* Task material:
┄┄┄┄┄┄

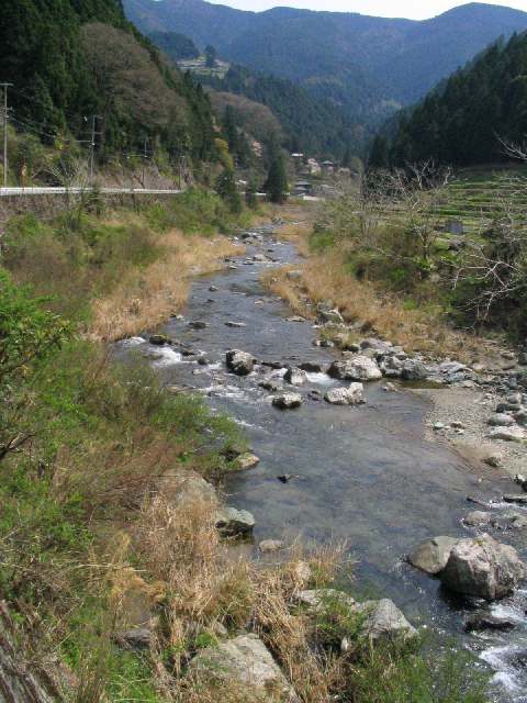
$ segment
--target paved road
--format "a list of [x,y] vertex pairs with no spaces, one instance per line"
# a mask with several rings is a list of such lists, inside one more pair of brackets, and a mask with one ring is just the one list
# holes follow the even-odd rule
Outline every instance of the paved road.
[[[13,196],[65,196],[66,193],[70,193],[72,196],[78,196],[82,192],[90,191],[91,188],[41,188],[41,187],[32,187],[32,188],[0,188],[0,198],[1,197],[13,197]],[[155,188],[99,188],[98,192],[104,196],[178,196],[183,192],[182,190],[162,190]]]

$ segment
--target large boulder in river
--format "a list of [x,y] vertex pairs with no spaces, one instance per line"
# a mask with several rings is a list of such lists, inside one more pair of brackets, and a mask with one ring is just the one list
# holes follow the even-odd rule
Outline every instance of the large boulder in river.
[[190,670],[201,681],[239,684],[248,702],[268,700],[271,692],[276,694],[273,701],[299,701],[271,652],[256,635],[239,635],[202,649],[190,662]]
[[302,369],[290,366],[283,375],[283,380],[291,383],[291,386],[302,386],[307,380],[307,373]]
[[225,506],[216,513],[216,529],[223,537],[247,536],[253,533],[255,517],[247,510]]
[[424,381],[429,376],[429,371],[421,361],[408,359],[403,364],[401,376],[405,381]]
[[328,622],[333,615],[341,620],[341,616],[347,614],[349,617],[345,620],[349,622],[350,631],[343,634],[350,639],[357,637],[357,628],[362,637],[368,637],[374,643],[407,639],[417,634],[395,603],[389,599],[357,603],[344,591],[314,589],[296,593],[295,602],[303,605],[307,614],[322,616]]
[[447,566],[450,551],[457,542],[453,537],[442,536],[427,539],[408,554],[408,561],[416,569],[436,576]]
[[514,547],[482,535],[459,539],[439,578],[451,591],[493,601],[512,593],[524,576],[524,563]]
[[274,408],[280,410],[292,410],[302,405],[302,395],[300,393],[281,393],[272,399]]
[[382,378],[382,371],[377,361],[361,355],[344,361],[334,361],[327,372],[332,378],[343,381],[375,381]]
[[374,643],[410,639],[417,635],[415,627],[412,627],[402,611],[388,598],[380,601],[367,601],[361,603],[357,610],[366,615],[361,626],[362,635]]
[[330,388],[324,398],[332,405],[359,405],[365,402],[365,387],[350,383],[348,388]]
[[239,349],[229,349],[225,355],[227,368],[237,376],[248,376],[255,368],[255,359],[251,354]]

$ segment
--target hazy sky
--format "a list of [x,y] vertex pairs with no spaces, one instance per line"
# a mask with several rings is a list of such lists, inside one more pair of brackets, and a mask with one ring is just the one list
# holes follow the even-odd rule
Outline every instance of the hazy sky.
[[[424,20],[440,14],[460,4],[462,0],[210,0],[228,4],[240,10],[268,10],[277,5],[305,8],[309,10],[334,10],[338,12],[361,12],[385,18],[412,18]],[[486,4],[503,4],[527,12],[527,0],[480,0]]]

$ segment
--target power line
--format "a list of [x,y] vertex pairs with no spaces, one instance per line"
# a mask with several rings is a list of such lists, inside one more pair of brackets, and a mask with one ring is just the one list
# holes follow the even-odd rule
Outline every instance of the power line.
[[3,186],[8,187],[8,88],[12,83],[0,83],[3,88]]

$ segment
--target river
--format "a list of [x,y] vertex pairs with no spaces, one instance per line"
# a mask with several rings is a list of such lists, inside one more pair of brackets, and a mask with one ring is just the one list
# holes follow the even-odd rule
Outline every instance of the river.
[[[260,361],[327,364],[336,354],[314,346],[311,323],[291,320],[283,302],[265,291],[262,269],[298,260],[294,247],[274,238],[270,227],[255,231],[247,253],[235,266],[192,284],[183,316],[164,332],[206,357],[182,356],[175,347],[153,347],[144,338],[121,345],[150,356],[167,384],[187,384],[202,392],[210,406],[243,425],[260,464],[233,475],[226,483],[228,503],[249,510],[260,539],[298,537],[317,543],[345,539],[357,563],[352,590],[365,596],[391,598],[415,626],[431,629],[445,641],[470,648],[494,671],[496,700],[527,702],[527,591],[492,606],[512,617],[508,634],[464,635],[463,622],[473,603],[452,598],[437,580],[404,561],[419,542],[436,535],[472,535],[461,522],[467,495],[492,499],[507,492],[509,480],[496,472],[481,476],[456,454],[424,437],[426,402],[411,390],[382,390],[368,384],[366,405],[334,406],[316,399],[332,381],[312,373],[300,390],[304,404],[294,411],[271,406],[271,394],[259,382],[283,368],[258,366],[249,377],[227,372],[225,352],[239,348]],[[254,261],[265,253],[273,261]],[[217,290],[210,290],[217,288]],[[206,326],[194,328],[189,322]],[[229,327],[225,323],[243,323]],[[315,391],[315,394],[311,394]],[[277,479],[292,475],[288,483]],[[503,507],[505,510],[505,506]],[[525,537],[495,535],[526,556]]]

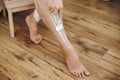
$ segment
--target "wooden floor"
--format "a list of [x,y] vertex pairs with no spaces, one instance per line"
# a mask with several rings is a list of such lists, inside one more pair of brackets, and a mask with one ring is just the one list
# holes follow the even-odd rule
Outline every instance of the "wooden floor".
[[[24,18],[14,14],[16,37],[0,17],[0,80],[78,80],[72,76],[53,34],[41,22],[40,45],[29,40]],[[81,80],[120,80],[120,0],[64,0],[64,26],[91,75]]]

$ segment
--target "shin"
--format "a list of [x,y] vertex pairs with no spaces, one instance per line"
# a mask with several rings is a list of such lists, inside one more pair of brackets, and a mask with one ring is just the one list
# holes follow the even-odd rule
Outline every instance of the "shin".
[[63,23],[59,18],[59,13],[56,15],[52,14],[48,9],[45,0],[35,0],[35,6],[38,14],[41,16],[46,26],[54,33],[63,49],[66,51],[70,48],[73,48],[66,36]]

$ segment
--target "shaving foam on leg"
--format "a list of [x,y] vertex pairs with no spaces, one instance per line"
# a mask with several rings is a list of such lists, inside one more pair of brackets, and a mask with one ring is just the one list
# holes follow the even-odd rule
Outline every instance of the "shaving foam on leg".
[[59,13],[56,13],[56,15],[53,16],[55,22],[56,22],[56,31],[60,31],[63,29],[63,23],[61,19],[59,18]]
[[34,18],[35,18],[36,22],[39,22],[41,19],[38,12],[36,11],[36,9],[34,10]]

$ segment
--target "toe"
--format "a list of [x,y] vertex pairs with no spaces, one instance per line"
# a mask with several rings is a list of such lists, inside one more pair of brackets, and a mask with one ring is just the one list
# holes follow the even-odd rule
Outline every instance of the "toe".
[[74,75],[75,77],[79,77],[78,73],[77,72],[74,72]]
[[90,73],[89,73],[87,70],[84,72],[84,74],[85,74],[86,76],[89,76],[89,75],[90,75]]
[[81,78],[81,73],[79,73],[79,78]]
[[84,74],[84,72],[82,72],[82,73],[81,73],[81,76],[82,76],[83,78],[85,77],[85,74]]

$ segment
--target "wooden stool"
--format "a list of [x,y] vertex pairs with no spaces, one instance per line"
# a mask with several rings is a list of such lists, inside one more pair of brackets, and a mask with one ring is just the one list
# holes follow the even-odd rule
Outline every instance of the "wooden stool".
[[13,13],[23,10],[34,8],[34,0],[2,0],[3,2],[3,15],[6,16],[6,10],[8,11],[10,36],[14,37],[14,24]]

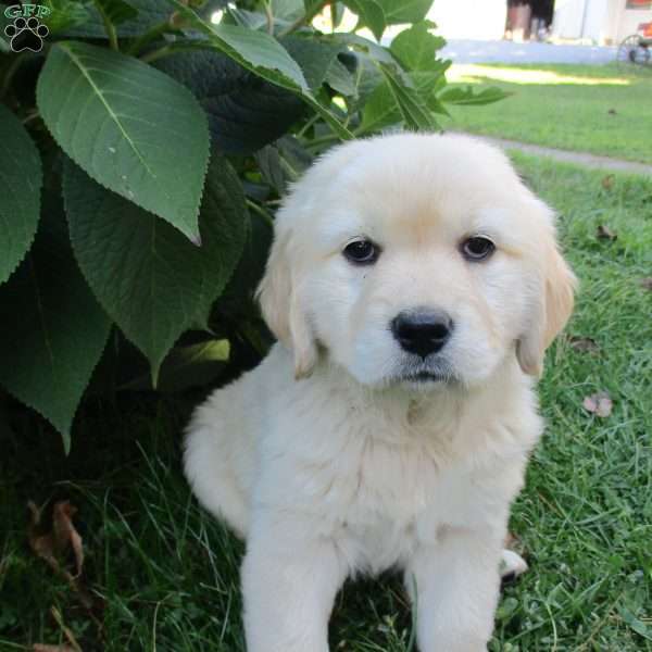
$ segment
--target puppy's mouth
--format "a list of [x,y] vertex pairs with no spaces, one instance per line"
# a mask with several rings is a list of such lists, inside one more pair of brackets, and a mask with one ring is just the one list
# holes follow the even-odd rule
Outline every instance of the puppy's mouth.
[[438,372],[416,372],[401,376],[404,383],[446,383],[449,376]]
[[434,385],[450,384],[455,376],[448,364],[408,366],[397,374],[396,381],[413,386],[428,387]]

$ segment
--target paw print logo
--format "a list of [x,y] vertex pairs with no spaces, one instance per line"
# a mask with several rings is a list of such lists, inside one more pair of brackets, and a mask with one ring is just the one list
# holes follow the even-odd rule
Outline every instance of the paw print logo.
[[13,24],[4,28],[4,34],[11,38],[10,47],[13,52],[23,50],[40,52],[43,39],[50,34],[50,30],[36,16],[28,20],[18,16]]

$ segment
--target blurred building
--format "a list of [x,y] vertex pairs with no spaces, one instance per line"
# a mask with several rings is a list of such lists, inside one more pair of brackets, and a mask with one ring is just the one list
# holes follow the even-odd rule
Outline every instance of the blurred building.
[[614,43],[652,21],[652,0],[436,0],[428,17],[449,39]]
[[552,34],[617,43],[652,21],[652,0],[556,0]]

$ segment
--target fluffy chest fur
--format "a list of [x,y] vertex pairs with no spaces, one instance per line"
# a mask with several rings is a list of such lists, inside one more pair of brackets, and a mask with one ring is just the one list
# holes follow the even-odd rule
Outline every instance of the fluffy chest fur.
[[442,527],[501,522],[540,430],[525,387],[378,400],[325,369],[276,388],[251,477],[254,513],[287,516],[292,537],[304,528],[335,539],[354,569],[400,563]]

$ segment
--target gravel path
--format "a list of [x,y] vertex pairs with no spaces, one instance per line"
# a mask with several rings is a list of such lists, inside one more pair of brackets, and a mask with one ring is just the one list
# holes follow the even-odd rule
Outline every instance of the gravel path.
[[554,159],[555,161],[576,163],[578,165],[585,165],[587,167],[599,167],[603,170],[616,170],[619,172],[643,174],[652,177],[652,165],[648,165],[645,163],[623,161],[622,159],[610,159],[609,156],[600,156],[598,154],[589,154],[586,152],[569,152],[552,147],[542,147],[540,145],[519,142],[517,140],[491,138],[490,136],[481,136],[481,138],[507,150],[517,149],[527,154],[536,154],[537,156],[548,156],[550,159]]

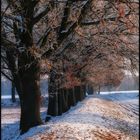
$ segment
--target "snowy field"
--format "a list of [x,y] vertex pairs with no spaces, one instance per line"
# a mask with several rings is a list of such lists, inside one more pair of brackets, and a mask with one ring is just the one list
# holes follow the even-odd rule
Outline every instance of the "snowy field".
[[[62,116],[19,135],[18,105],[2,107],[2,140],[138,140],[139,93],[103,92],[86,97]],[[41,108],[45,119],[46,108]]]

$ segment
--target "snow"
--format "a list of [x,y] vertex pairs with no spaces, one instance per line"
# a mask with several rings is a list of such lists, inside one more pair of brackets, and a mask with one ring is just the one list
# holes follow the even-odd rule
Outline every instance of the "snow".
[[[138,91],[101,93],[19,135],[19,107],[2,108],[2,140],[138,140]],[[45,119],[46,108],[41,108]]]

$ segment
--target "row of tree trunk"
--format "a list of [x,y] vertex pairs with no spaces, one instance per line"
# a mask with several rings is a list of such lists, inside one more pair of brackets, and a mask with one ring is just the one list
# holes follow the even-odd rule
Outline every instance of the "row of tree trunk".
[[86,97],[85,86],[75,86],[74,88],[61,88],[55,94],[49,95],[47,114],[51,116],[62,115],[71,106],[75,106],[78,101]]

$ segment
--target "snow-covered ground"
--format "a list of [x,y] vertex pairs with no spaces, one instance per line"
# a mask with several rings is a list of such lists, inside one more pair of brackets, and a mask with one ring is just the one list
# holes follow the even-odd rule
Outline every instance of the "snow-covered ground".
[[[2,108],[2,140],[138,140],[139,93],[86,97],[62,116],[19,136],[18,107]],[[45,119],[46,108],[41,109]]]

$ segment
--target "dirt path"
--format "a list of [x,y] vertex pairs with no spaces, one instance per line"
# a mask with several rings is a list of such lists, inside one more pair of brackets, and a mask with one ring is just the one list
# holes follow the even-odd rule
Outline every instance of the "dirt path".
[[28,140],[138,140],[138,94],[95,95]]
[[[87,97],[62,116],[20,137],[19,108],[2,108],[2,140],[138,140],[138,96],[116,93]],[[41,110],[46,116],[46,108]]]

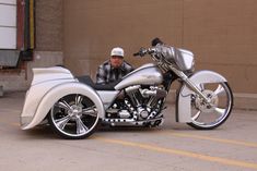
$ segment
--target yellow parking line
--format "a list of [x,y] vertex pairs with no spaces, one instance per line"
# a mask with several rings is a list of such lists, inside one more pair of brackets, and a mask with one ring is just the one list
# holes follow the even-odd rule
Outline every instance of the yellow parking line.
[[257,143],[243,142],[243,141],[232,141],[232,139],[209,137],[209,136],[194,135],[194,134],[173,133],[173,132],[164,132],[163,134],[168,134],[168,135],[178,136],[178,137],[190,137],[190,138],[196,138],[196,139],[212,141],[212,142],[233,144],[233,145],[240,145],[240,146],[246,146],[246,147],[257,147]]
[[253,162],[245,162],[245,161],[241,161],[241,160],[232,160],[232,159],[226,159],[226,158],[212,157],[212,156],[201,155],[201,154],[197,154],[197,152],[190,152],[190,151],[186,151],[186,150],[164,148],[164,147],[160,147],[156,145],[150,145],[150,144],[125,142],[121,139],[112,139],[112,138],[105,138],[105,137],[100,137],[100,136],[97,136],[95,138],[103,141],[105,143],[110,143],[110,144],[118,144],[118,145],[122,145],[122,146],[136,147],[136,148],[147,149],[147,150],[156,151],[156,152],[178,155],[178,156],[196,158],[196,159],[200,159],[200,160],[218,162],[218,163],[227,164],[227,166],[250,168],[250,169],[257,170],[257,163],[253,163]]

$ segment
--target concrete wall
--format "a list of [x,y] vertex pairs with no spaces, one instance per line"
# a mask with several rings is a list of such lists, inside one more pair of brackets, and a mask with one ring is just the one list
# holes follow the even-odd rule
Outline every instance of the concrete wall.
[[65,64],[94,77],[115,46],[138,66],[140,47],[161,37],[195,52],[197,70],[223,74],[236,93],[257,93],[256,0],[65,0]]
[[62,64],[62,0],[36,0],[36,47],[34,59],[23,62],[21,69],[0,71],[3,91],[27,89],[32,81],[32,69]]

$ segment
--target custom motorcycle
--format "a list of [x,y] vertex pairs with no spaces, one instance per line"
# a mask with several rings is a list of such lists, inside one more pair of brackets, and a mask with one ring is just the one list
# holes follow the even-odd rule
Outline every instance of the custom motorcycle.
[[213,71],[194,72],[192,52],[167,46],[141,48],[144,64],[120,81],[94,84],[61,66],[33,69],[34,77],[21,113],[22,130],[48,123],[63,138],[89,137],[98,123],[110,126],[159,126],[174,81],[177,122],[199,130],[220,126],[230,117],[233,94],[225,77]]

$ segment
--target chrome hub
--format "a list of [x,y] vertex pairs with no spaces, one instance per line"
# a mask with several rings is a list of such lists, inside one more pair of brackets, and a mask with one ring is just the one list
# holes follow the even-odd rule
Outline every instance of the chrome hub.
[[209,99],[210,102],[206,102],[205,99],[197,97],[196,108],[207,113],[214,111],[219,103],[219,97],[209,89],[203,90],[202,94]]
[[68,114],[71,119],[81,118],[82,107],[75,105],[71,106],[70,110],[68,110]]

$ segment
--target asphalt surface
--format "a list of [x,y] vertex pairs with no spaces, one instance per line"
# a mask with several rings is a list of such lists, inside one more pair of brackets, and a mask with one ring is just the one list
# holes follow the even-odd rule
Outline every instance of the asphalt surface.
[[257,170],[257,111],[234,110],[213,131],[176,123],[168,106],[156,129],[101,127],[67,141],[48,126],[20,129],[24,93],[0,97],[0,171]]

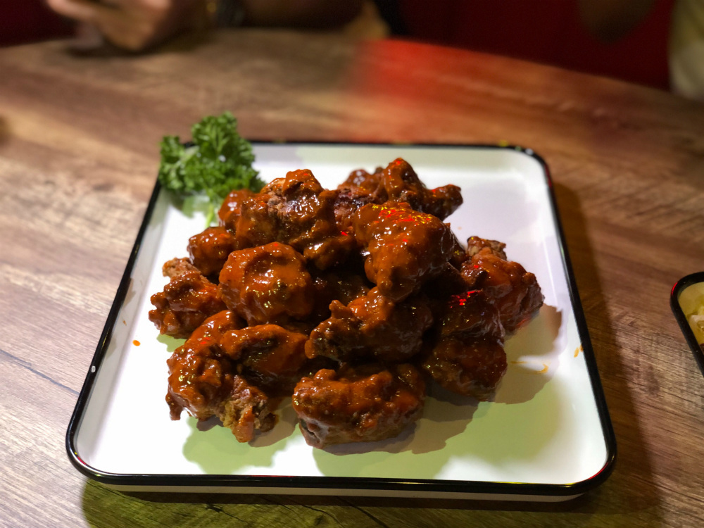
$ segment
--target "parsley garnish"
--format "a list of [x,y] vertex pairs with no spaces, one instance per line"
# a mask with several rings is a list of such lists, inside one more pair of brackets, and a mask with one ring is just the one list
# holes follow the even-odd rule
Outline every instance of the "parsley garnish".
[[180,196],[205,193],[210,205],[210,225],[219,208],[234,189],[258,191],[264,186],[252,168],[252,146],[237,133],[237,120],[230,112],[208,115],[191,128],[191,142],[184,145],[178,136],[161,142],[158,180]]

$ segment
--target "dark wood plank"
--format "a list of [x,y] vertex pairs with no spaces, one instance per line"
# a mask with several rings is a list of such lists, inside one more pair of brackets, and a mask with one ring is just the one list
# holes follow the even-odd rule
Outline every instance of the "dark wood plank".
[[[0,524],[696,527],[704,379],[670,312],[704,269],[704,106],[508,58],[233,31],[145,56],[0,50]],[[551,167],[619,444],[558,505],[135,495],[64,434],[153,185],[158,144],[230,110],[250,139],[507,142]]]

┄┄┄┄┄┄

* Written request: List every line in the rows above that contains the word "snowy", treating case as significant.

* Response for this exercise:
--target "snowy field"
Outline every instance of the "snowy field".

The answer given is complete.